§ **Work instructions**
Update the listing below: replace each occurrence of "black hair" with "red hair" and leave everything else unchanged.
- - - - -
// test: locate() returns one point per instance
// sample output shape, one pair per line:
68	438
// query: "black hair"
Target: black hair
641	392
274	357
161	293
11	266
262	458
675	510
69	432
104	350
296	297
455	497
- - - - -
§ **Result for this task**
// test: locate() returns one point per instance
// sample output shape, one pair per line:
68	438
// query: "red hair"
Target: red hair
641	392
274	357
161	293
11	266
262	458
675	510
69	432
104	350
296	297
455	497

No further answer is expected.